■ **Text**
================================

Grandma Flo was right about everything. I was the only boy who could tell that story, and I milked it every chance I got...at least through Junior High. She was right about remembering it too.   It's been more than 25 years and here I am telling the tale in detail as if it was yesterday.

I guess I still haven't learned how to control my great expectations though.

On the heals of the great report from my doctor and how good I was feeling after my 6-month evaluation, I had moved into fantasy world. I started imagining myself doing things again. I began to get into magazines that had bicycling and hiking themes, remarking to my wife that we should plan a trip to the Rockies.

After being enthralled by a TV commercial about a jazz club opening in town,  I foolishly remarked that maybe I would "take her dancing this weekend."  Even though I was only half-way through my treatment, I started thinking and acting like I was already finished, and completely well. I was an astronaut again, flying rockets in a dream world of my own making.

Then after about 4 days of this bliss, I woke up sicker than I had felt in a very long time. My glutes were killing me. My sciatic nerve was twitching. My back was so sore I couldn't bend over and touch my knees. My head felt swollen. I had brain-fog bigtime.

I had fantasized myself right into a huge flare, and it was my own fault.

I had forgotten that the "healing curve" on Ampligen, or any therapy for that matter, is more like the stock market - up a couple days, down the third. The ups and downs vary day by day, but over months, the curve or slope is slightly up. 

As our systems adapt to the healing process and homeostatis, we take three steps forward, and then two back. Even today, in my 7th month of treatment, I still have good days and bad days. But the bad days are getting fewer, the good days are increasing, and my healing slope is going up. 

But I forgot all of that 2 weeks ago, by not embracing the reality, and letting my dreams get ahead of wisdom.

Doctors and researchers report that most patients who battle Myalgic Encephalomyelitis are former A-type personalities, super-achievers who, before getting sick, dreamed great things, believed amazing things, and created awesome things.  We are personality types who are wired to set unrealistic expectations, distant goals,  and then astound everyone by trying to actually reach them.

================================

■ **Required actions**
1. List each symptom the recovery account describes on the morning the writer woke up sicker than in a very long time.
2. Please state which month of treatment the writer of the recovery account says they are in now.
3. Write a continuation of the recovery account that picks up right after its final sentence.

■ **Saved entries**
================================

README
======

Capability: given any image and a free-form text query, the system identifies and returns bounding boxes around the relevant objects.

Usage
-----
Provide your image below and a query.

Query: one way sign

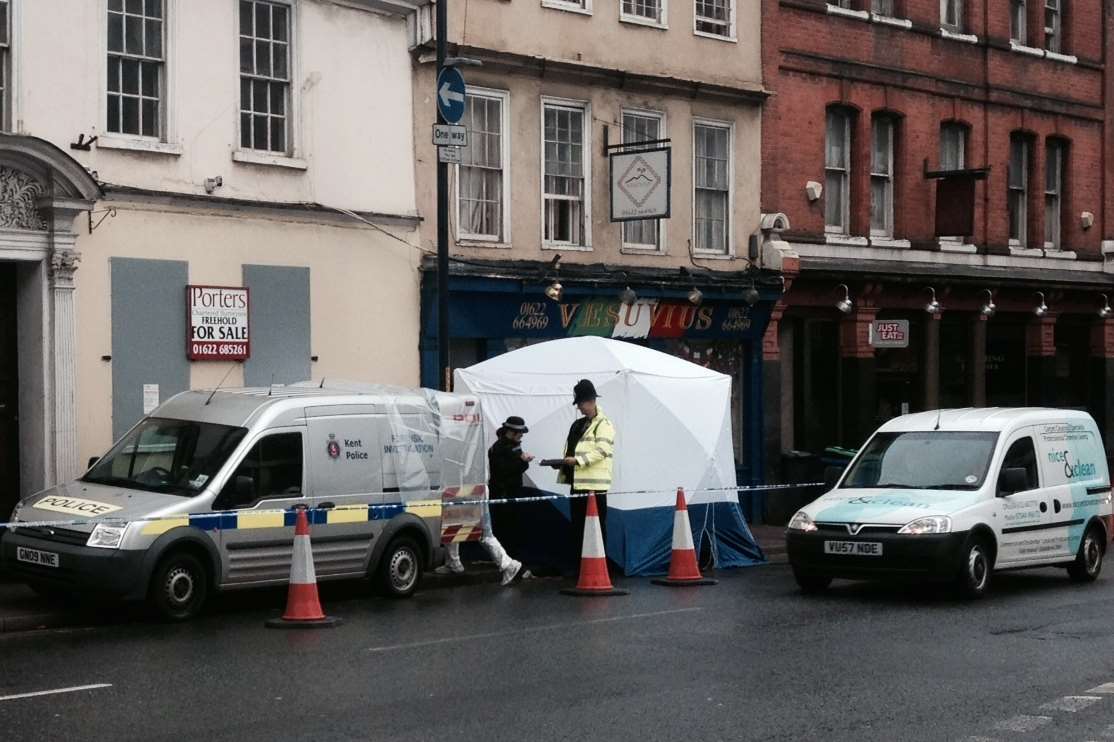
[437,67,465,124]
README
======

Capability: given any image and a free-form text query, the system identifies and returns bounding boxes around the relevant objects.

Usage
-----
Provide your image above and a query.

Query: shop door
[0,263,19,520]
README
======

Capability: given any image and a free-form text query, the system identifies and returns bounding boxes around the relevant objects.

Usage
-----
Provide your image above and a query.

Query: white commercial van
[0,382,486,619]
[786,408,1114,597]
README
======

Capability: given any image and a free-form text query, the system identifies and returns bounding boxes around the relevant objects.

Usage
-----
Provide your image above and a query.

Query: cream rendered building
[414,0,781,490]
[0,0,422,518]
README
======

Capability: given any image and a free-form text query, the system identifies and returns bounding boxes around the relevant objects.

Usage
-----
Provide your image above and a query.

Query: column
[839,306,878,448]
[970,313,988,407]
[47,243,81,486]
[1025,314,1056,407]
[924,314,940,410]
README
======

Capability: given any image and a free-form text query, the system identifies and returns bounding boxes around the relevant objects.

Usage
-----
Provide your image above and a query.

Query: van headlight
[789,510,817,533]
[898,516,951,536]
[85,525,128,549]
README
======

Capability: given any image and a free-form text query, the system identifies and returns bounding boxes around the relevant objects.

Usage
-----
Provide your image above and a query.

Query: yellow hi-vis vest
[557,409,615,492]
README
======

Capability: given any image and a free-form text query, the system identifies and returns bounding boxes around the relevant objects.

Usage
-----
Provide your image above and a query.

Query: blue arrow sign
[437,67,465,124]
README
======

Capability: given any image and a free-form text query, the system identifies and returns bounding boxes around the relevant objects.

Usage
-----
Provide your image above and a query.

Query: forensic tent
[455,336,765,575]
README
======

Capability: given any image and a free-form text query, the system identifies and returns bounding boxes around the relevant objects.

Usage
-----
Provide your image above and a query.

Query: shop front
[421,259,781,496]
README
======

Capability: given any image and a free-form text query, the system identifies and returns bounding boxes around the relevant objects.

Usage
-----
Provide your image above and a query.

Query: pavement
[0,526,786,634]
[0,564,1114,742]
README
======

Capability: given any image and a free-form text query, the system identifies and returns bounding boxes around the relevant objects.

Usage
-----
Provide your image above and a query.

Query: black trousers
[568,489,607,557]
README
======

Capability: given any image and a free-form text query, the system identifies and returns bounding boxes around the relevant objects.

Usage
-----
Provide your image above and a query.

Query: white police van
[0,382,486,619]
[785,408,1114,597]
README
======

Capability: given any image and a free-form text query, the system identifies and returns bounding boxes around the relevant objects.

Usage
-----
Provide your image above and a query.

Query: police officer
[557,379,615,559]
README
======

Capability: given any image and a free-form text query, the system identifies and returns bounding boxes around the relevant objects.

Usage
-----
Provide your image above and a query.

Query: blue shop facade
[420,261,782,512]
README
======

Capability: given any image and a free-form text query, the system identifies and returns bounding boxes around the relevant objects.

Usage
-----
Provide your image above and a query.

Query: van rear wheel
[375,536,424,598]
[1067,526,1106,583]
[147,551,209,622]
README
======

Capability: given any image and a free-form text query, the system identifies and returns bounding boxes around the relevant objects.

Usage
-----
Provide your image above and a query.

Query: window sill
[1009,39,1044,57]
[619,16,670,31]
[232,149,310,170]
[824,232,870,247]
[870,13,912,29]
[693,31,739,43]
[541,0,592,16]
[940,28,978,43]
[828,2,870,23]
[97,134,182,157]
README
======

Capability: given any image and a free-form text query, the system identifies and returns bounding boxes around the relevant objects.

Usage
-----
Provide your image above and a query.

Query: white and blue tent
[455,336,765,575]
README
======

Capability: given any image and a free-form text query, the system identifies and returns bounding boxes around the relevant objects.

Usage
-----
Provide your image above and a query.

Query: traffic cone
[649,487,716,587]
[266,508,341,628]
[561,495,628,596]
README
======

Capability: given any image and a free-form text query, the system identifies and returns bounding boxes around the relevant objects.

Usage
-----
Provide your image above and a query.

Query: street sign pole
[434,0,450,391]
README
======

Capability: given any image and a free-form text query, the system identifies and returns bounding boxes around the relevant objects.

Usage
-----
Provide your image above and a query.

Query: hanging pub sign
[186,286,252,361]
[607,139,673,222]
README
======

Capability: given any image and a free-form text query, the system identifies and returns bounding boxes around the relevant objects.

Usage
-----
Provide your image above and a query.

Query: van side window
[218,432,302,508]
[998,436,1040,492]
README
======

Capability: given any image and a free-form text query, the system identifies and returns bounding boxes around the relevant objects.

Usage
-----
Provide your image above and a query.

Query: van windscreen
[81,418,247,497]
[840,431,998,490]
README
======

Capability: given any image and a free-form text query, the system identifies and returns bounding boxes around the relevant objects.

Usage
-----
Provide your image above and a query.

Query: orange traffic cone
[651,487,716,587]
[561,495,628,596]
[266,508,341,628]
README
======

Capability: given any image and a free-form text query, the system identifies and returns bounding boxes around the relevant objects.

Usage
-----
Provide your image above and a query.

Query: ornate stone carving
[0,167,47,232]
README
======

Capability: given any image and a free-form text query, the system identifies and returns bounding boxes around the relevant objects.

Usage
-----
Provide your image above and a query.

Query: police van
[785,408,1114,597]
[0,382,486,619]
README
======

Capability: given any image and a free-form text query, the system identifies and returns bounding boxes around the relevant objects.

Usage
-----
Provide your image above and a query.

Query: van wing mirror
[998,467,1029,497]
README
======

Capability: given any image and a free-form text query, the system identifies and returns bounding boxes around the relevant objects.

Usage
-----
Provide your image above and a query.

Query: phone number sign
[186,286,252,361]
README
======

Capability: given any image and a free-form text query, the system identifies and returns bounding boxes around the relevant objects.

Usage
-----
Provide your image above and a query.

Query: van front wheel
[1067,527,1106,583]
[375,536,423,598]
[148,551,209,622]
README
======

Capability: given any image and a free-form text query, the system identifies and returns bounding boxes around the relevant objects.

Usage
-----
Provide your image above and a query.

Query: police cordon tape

================================

■ **Answers to this exercise**
1.
- Glutes were killing him
- Sciatic nerve was twitching
- Back so sore he couldn't bend over and touch his knees
- Head felt swollen
- Brain fog

2. The 7th month of treatment.

3.
Kim Phillips says that in 20 years working with CFS patients in neurophysiology therapy she has never met one who wasn't brilliant. Maybe you don't feel brilliant right now, but you are. Our minds and hearts are more than game...It's just that our bodies aren't cooperating right now.

I confess, I didn't feel brilliant on the couch this past weekend, barely able to stand up. I actually felt like an idiot. But my wife helped me snap out of it.

As I slowly limped into the kitchen, hearing a jazz favorite on the radio, holding back tears I said to her, "I really wanted to take you dancing this weekend, sweetheart."

"So dance with me now," she said, holding out her arms.

And that is exactly what we did. For about 10 glorious seconds, which was just about all the energy I could muster, I danced with my wife in our kitchen. No, it wasn't in a fancy jazz club. No the music wasn't live. And it wasn't anything like I had imagined in my fantasy.

But it was reality. And it was mine.

And just like my Grandma said, I have no doubt that 25 years from now I'll not only remember this dance, but I'll be telling this story in great detail - how I enjoyed embracing reality, by embracing my wife, and danced with her in our kitchen. And the fact that it lasted only 10 seconds won't matter a whit.